▸ SUPPLIED TEXT
□ □ □ □ □ □ □
Item 9.8 of the current agenda continues the council tradition of presenting officer reports that are sub-standard and which tell only half the story. Here are our explicit criticisms of the Camera Report which was supposed to present evidence of the ‘inconsistencies’ of VCAT decisions:

  • Of the hundreds of cases that have gone to VCAT, Camera plucks out only 6. Why these specific 6 are chosen is not explained.
  • Much vital information such as land size, council accepting amended plans, etc is not reported upon – thereby guilty of selective editing at best, and at worst, misrepresenting the truth.
  • Comparing cases in Minimal Change versus Housing Diversity is like comparing apples and oranges given that the latter has practically no protection written into the planning scheme.
  • Why are there no Residential Growth Zone cases included? – overdevelopment in this zone is surely the biggest complaint from residents? (ie Bent St., Mavho St., Elliott Avenue; Neerim Road, etc. etc.)
□ □ □ □ □ □ □
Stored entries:
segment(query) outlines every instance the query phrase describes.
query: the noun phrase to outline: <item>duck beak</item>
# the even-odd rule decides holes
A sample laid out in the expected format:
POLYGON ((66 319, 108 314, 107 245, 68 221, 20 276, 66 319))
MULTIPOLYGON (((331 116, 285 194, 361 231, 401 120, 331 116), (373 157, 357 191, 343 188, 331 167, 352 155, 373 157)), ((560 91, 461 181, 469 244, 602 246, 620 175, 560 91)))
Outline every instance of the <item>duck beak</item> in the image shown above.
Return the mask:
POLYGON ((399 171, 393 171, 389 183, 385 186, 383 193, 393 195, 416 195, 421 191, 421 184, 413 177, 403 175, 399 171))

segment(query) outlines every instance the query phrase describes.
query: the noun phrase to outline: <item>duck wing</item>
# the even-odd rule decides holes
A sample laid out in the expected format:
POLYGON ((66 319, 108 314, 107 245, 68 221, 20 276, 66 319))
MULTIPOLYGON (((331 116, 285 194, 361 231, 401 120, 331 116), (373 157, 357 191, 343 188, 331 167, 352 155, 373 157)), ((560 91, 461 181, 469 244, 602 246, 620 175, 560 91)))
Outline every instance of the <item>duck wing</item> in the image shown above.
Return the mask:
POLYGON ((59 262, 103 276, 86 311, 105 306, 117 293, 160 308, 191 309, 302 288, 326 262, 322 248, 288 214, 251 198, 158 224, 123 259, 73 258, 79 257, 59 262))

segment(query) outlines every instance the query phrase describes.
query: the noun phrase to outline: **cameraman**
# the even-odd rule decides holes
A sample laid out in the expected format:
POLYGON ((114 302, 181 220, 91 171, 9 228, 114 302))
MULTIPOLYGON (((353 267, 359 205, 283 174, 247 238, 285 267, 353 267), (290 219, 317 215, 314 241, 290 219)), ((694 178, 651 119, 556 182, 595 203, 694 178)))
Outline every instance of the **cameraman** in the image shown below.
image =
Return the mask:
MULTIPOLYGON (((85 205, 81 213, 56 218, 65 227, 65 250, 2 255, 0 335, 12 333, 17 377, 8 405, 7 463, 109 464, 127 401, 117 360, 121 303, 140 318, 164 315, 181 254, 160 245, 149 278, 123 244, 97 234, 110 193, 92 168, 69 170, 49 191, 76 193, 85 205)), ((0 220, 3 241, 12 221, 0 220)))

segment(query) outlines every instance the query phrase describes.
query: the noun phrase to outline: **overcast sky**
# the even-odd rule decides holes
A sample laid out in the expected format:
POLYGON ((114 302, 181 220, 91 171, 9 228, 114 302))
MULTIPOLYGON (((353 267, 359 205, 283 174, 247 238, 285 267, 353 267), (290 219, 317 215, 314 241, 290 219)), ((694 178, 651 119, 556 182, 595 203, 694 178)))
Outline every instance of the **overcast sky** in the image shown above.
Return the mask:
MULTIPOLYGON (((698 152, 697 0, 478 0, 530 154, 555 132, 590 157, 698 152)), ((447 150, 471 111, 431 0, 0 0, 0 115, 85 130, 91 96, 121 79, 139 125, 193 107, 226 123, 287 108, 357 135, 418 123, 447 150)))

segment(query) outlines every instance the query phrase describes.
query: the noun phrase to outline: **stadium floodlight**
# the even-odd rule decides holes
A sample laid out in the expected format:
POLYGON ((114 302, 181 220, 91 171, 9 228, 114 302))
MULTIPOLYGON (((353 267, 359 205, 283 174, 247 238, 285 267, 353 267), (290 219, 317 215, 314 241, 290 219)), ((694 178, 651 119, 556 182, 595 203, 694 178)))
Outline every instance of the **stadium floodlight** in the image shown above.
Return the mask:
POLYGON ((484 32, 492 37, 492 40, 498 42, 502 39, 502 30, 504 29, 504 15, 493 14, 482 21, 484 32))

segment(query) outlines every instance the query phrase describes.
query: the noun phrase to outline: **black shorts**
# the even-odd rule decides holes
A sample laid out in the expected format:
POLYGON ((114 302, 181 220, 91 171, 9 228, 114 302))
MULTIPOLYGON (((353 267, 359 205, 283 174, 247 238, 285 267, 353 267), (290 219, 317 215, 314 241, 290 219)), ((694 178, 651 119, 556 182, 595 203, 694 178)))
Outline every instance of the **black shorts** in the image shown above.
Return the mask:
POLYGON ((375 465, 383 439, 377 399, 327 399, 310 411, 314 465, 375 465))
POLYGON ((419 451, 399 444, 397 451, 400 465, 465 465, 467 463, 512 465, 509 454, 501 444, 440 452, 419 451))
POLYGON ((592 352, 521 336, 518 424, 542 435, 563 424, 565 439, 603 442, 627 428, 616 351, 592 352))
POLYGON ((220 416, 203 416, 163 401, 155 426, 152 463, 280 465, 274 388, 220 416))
□ □ □ □ □ □ □
▸ TASK BRIEF
In the critique of the Camera Report above, copy everything from "Item 9.8 of" down to "the planning scheme." word for word.

▸ TASK RESPONSE
Item 9.8 of the current agenda continues the council tradition of presenting officer reports that are sub-standard and which tell only half the story. Here are our explicit criticisms of the Camera Report which was supposed to present evidence of the ‘inconsistencies’ of VCAT decisions:

  • Of the hundreds of cases that have gone to VCAT, Camera plucks out only 6. Why these specific 6 are chosen is not explained.
  • Much vital information such as land size, council accepting amended plans, etc is not reported upon – thereby guilty of selective editing at best, and at worst, misrepresenting the truth.
  • Comparing cases in Minimal Change versus Housing Diversity is like comparing apples and oranges given that the latter has practically no protection written into the planning scheme.